• [WHAT IS ASKED]:
Pull out each line of the items below that contains the string "instance".

━━━━━ GIVEN DATA ━━━━━

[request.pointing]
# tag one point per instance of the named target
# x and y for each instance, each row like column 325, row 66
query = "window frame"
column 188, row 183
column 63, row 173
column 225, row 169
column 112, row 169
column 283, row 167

━━━━━

• [FINAL ANSWER]:
# tag one point per instance of the named target
# x and y for each instance, each row like column 325, row 66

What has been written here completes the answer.